Masters thesis work for Kai Blumberg conducted at the MPI Bremen and University Bremen, conducted under the supervision of Dr. Pier Luigi Buttigieg.
Title: Interconnecting Arctic observatory data through machine-actionable knowledge representation: are ontologies fit for purpose?
Summary:
The scientific community is faced with the challenge of managing ever increasing quantities of environmental and genomic data which are often published with ambiguous or unstated relationships between data types. Ontologies represent expert scientific knowledge in human- and machine-readable formats. Such expert knowledge can be used to annotate data, giving it context to be linked to other data, as well as be understood by machine agents tasked with retrieving such data. Coming are massive quantities of interdisciplinary environmental and genomic data which left unmanaged, will likely lack the capacity to be analyzed in combination. Here I address questions about what can be done to prepare such interdisciplinary data to be interconnected using ontologies to in order to facilitate future computer-automated processing of such data. In this work I demonstrate that ontologies can be used to perform a variety of tasks related to the interconnection of information data and knowledge, I demonstrate how environmental and genomic ontology knowledge can be used to interconnect and analyze environmentally-annotated genomic data. I also analyze how ontologies can be used to facilitate the discovery and retrieval information and data about a phenomenon of interest. Additionally, I show that ontologies can be used to track the provenance of information and knowledge such as authors contributing to ontology terms. Furthermore, I show that uniform and repetitive annotation patterns can aid in the mobilization of data annotated with ontology terms. Finally, in terms of limitations, I show that more knowledge is required to be input into an example polar knowledge ontology in order for that ontology to be better able to lead researchers to new information based on input information. Overall my results indicate that ontologies are fit for the purpose of annotating and interconnecting interdisciplinary data. A potential scope for future work could involve interfacing the environmental and genomic ontologies with future environmental sensor networks, allowing for sensor outputs to directly answer questions relevant to the field of marine microbiology.

Data under study ::
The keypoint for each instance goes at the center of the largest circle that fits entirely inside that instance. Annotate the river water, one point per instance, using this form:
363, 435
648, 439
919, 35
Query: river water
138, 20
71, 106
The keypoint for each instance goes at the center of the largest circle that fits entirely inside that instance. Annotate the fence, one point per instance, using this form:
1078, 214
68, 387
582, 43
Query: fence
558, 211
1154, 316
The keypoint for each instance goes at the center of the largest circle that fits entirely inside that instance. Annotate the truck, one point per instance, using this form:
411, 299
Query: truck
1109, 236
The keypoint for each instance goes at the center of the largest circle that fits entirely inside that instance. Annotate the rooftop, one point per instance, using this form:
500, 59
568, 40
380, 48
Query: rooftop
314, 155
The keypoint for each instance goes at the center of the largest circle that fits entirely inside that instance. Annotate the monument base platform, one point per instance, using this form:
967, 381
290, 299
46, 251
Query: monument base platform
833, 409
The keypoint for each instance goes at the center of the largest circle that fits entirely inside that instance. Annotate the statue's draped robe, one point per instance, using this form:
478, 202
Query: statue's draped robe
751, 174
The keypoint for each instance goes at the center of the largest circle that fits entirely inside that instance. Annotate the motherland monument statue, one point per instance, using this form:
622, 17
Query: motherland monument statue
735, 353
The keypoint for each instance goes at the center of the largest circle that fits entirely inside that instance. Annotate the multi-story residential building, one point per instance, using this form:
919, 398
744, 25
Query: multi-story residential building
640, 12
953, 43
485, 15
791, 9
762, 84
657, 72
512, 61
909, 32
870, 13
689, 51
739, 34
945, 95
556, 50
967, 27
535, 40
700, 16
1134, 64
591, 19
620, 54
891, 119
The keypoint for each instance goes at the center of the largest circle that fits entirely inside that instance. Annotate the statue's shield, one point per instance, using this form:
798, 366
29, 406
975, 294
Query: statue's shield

Task to carry out :: Rewrite the thesis page from the words "Masters thesis work" through the words "fit for purpose?", replacing "Arctic" with "polar".

Reply ::
Masters thesis work for Kai Blumberg conducted at the MPI Bremen and University Bremen, conducted under the supervision of Dr. Pier Luigi Buttigieg.
Title: Interconnecting polar observatory data through machine-actionable knowledge representation: are ontologies fit for purpose?